Available data START
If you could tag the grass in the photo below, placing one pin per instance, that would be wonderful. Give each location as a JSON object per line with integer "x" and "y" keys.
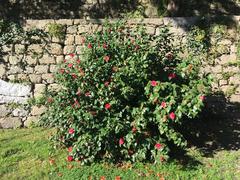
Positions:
{"x": 26, "y": 154}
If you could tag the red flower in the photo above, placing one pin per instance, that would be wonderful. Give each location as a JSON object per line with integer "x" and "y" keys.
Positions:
Available data END
■ Task ■
In the entries, the line containing "If you could tag the red" and every line after it through the last are to be duplicated exactly, and no other line is to be included.

■ Written solution ■
If you could tag the red flower in the photo above, placing one pin per instance, that would be wonderful. Give each location as a JSON object per line with integer "x" and "y" keys.
Positions:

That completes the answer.